## START Information shown

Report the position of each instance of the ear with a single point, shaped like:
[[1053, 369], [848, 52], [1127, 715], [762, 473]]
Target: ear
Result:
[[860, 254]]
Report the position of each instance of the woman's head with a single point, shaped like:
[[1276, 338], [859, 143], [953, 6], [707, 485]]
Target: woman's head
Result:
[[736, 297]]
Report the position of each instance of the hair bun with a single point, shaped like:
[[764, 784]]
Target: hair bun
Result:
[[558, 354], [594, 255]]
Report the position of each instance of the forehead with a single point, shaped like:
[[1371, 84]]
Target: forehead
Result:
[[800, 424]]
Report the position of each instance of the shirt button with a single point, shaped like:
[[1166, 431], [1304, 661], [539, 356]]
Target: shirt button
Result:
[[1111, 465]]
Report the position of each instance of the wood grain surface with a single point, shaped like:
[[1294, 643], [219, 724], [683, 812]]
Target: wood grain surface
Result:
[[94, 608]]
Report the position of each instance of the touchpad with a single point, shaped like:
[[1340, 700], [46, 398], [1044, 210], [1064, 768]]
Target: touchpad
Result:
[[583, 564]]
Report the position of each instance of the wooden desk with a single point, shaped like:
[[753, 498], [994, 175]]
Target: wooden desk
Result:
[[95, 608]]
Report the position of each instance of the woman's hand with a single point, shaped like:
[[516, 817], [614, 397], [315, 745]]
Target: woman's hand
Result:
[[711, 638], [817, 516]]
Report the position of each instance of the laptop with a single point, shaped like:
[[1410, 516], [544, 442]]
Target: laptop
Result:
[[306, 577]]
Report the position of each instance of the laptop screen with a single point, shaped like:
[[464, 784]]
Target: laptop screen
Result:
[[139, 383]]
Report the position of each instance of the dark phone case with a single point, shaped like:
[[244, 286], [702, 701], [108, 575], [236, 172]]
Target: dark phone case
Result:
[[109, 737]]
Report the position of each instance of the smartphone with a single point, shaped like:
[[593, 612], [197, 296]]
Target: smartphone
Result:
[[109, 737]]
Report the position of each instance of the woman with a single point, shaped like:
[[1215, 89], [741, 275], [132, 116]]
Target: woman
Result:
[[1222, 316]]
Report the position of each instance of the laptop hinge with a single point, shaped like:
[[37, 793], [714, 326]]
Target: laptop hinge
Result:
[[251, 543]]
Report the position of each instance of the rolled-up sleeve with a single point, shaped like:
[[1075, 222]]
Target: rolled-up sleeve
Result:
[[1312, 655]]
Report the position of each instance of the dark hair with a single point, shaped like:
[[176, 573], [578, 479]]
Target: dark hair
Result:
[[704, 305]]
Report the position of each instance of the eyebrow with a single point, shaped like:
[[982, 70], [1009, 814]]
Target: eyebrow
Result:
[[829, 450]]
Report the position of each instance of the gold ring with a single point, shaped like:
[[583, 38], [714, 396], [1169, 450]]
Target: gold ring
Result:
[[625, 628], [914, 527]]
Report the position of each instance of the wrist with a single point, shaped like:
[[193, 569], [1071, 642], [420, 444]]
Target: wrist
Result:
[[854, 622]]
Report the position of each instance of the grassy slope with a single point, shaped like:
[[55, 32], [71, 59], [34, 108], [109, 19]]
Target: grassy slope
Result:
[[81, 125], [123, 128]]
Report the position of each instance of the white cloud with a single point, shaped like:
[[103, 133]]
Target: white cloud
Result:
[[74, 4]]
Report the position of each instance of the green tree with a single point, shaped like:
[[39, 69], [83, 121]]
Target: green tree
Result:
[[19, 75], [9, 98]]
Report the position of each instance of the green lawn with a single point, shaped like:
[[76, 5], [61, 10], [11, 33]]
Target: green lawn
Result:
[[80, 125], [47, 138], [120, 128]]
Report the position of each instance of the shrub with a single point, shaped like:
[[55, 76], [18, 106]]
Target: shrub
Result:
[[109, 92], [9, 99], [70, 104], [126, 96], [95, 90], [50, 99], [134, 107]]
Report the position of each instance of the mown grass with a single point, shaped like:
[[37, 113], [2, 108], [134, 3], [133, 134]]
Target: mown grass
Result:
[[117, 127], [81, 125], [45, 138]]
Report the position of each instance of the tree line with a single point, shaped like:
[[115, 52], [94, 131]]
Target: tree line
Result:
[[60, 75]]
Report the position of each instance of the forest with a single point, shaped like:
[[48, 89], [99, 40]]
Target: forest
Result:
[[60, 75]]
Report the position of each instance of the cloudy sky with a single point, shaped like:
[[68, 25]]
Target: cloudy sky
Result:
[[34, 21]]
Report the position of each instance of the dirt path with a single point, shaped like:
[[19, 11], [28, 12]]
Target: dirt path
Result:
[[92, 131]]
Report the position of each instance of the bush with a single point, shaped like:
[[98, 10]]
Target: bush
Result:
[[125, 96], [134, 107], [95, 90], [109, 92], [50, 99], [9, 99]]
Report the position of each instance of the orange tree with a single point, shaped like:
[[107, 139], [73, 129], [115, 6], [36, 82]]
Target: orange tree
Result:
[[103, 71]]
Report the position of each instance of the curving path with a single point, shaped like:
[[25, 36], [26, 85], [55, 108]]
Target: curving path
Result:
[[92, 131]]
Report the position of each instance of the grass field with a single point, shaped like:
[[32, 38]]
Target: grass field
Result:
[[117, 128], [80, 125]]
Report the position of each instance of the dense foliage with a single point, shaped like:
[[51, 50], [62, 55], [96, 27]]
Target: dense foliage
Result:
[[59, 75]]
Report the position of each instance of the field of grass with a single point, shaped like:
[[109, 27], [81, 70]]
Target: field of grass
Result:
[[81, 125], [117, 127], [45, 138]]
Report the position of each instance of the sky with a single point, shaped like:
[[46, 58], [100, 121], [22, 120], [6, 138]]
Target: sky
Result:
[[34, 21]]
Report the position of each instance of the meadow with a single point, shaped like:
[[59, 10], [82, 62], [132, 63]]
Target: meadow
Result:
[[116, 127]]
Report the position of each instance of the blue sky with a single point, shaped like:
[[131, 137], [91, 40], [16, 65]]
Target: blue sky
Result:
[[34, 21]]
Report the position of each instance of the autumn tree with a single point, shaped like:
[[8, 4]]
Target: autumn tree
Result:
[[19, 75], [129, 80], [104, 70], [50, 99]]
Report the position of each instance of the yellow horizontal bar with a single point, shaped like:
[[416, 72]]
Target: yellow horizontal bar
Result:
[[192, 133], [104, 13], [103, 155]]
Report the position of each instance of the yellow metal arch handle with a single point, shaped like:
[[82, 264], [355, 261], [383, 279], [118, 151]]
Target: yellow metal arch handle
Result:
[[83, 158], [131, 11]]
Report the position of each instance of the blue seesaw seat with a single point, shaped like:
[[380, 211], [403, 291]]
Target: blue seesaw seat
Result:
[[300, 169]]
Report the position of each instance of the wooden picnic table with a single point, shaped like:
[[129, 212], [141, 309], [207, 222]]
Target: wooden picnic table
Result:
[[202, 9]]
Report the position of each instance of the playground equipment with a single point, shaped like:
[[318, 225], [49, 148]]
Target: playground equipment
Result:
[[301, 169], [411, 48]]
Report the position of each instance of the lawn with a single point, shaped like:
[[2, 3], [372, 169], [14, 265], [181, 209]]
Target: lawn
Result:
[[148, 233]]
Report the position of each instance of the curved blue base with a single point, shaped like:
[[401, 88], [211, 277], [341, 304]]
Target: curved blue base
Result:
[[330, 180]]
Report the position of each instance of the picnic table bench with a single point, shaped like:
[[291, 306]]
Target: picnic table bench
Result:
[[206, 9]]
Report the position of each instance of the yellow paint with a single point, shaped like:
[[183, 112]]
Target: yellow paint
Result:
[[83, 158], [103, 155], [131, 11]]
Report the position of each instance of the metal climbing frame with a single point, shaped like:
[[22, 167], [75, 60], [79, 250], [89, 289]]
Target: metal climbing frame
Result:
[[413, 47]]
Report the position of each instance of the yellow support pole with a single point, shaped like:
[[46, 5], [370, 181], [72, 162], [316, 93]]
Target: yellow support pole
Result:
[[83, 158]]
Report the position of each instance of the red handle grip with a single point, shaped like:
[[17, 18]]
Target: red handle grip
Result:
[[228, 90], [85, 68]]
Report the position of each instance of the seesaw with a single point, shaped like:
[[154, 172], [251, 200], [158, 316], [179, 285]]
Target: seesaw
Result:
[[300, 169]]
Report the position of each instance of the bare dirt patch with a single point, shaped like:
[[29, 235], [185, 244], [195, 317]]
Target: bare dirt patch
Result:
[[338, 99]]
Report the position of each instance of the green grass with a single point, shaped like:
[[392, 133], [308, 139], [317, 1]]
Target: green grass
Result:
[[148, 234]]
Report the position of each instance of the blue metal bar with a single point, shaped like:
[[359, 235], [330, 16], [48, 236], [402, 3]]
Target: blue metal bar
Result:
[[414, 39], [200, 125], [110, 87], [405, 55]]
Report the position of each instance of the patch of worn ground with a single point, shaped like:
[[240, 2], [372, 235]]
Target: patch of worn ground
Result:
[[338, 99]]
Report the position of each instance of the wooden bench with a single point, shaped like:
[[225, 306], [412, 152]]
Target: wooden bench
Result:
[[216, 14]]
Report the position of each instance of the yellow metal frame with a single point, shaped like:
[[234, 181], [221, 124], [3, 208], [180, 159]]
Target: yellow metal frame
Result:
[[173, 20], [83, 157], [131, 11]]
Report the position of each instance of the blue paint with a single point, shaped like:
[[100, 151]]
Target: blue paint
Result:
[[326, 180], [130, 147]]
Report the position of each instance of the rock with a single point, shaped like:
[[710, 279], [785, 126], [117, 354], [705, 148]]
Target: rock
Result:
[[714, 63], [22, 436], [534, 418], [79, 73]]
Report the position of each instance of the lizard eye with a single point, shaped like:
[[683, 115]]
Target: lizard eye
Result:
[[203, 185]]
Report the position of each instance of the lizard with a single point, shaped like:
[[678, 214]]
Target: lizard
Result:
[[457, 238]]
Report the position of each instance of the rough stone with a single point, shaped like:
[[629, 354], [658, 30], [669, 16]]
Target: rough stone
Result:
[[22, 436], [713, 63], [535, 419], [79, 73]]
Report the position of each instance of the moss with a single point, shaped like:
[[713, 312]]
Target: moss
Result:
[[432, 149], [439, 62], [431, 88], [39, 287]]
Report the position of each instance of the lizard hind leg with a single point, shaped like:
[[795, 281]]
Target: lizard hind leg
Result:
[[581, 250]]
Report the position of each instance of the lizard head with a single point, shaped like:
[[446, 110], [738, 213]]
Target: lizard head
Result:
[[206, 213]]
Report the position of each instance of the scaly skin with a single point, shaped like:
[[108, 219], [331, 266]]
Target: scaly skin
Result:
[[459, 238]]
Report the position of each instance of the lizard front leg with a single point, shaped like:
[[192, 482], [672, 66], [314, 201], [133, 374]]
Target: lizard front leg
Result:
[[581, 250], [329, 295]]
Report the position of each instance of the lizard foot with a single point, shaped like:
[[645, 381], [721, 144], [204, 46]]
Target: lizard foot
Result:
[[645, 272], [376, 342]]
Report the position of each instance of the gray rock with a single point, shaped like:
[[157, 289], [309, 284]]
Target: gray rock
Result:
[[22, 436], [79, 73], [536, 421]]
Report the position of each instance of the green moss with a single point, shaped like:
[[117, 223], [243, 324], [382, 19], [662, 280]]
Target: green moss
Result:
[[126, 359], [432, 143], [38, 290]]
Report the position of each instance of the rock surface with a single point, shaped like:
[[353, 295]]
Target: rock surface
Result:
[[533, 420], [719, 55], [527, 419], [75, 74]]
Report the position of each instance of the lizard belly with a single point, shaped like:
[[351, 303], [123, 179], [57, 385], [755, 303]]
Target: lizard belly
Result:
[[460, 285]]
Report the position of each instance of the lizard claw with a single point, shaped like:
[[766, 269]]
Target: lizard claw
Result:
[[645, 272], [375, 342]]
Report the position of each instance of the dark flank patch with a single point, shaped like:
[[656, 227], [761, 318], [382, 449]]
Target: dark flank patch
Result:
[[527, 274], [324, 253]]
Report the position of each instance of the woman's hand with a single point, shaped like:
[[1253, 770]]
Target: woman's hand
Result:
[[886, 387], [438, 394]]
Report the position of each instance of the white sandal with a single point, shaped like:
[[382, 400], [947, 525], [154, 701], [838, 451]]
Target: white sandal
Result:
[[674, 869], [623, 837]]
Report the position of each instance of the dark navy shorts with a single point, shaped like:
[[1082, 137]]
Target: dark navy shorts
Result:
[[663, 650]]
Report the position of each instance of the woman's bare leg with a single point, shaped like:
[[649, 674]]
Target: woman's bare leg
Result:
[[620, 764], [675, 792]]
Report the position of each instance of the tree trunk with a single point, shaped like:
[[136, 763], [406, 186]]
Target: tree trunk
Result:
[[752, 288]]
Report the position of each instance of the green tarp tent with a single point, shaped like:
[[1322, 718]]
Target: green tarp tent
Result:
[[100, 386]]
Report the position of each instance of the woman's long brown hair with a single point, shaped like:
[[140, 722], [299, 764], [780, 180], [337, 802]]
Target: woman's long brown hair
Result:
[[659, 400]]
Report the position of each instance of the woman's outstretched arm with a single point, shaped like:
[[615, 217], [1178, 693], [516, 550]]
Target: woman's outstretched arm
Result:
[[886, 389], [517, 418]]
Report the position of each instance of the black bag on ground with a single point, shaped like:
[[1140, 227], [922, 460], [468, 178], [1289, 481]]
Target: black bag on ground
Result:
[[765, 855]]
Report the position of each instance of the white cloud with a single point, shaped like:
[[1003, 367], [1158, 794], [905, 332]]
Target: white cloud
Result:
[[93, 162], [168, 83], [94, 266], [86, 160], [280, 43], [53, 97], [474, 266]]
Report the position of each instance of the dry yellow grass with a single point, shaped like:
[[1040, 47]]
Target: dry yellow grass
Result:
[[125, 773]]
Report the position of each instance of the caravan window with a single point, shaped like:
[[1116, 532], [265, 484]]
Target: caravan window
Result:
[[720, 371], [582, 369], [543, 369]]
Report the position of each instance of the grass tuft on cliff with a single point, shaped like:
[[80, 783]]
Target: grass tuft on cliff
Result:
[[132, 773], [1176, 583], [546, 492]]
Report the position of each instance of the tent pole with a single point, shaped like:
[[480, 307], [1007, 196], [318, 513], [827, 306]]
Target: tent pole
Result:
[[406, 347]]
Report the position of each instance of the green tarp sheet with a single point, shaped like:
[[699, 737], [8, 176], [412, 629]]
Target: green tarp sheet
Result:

## END Information shown

▶ _Task directions_: Convert the entries from the line with "Report the position of each instance of the grass field" to the line with "[[81, 125], [117, 127], [45, 138]]" into a Markdown table with the columns Row and Line. Number each line in order, and leave out any blank lines.

▶ _Solution to this task_:
| Row | Line |
|---|---|
| 1 | Report the position of each instance of the grass field with a single point, shaped like: |
| 2 | [[32, 38]] |
| 3 | Target: grass field |
| 4 | Result: |
| 5 | [[117, 128], [80, 125]] |
| 6 | Report the position of each instance of the dense foliage with a single point, shaped like: |
| 7 | [[51, 50], [62, 55], [96, 27]] |
| 8 | Target: dense foliage |
| 9 | Result: |
| 10 | [[59, 75]] |
| 11 | Report the position of each instance of the field of grass with a single point, shaped like: |
| 12 | [[109, 27], [81, 70]] |
| 13 | Target: field of grass |
| 14 | Result: |
| 15 | [[81, 125], [117, 127], [45, 138]] |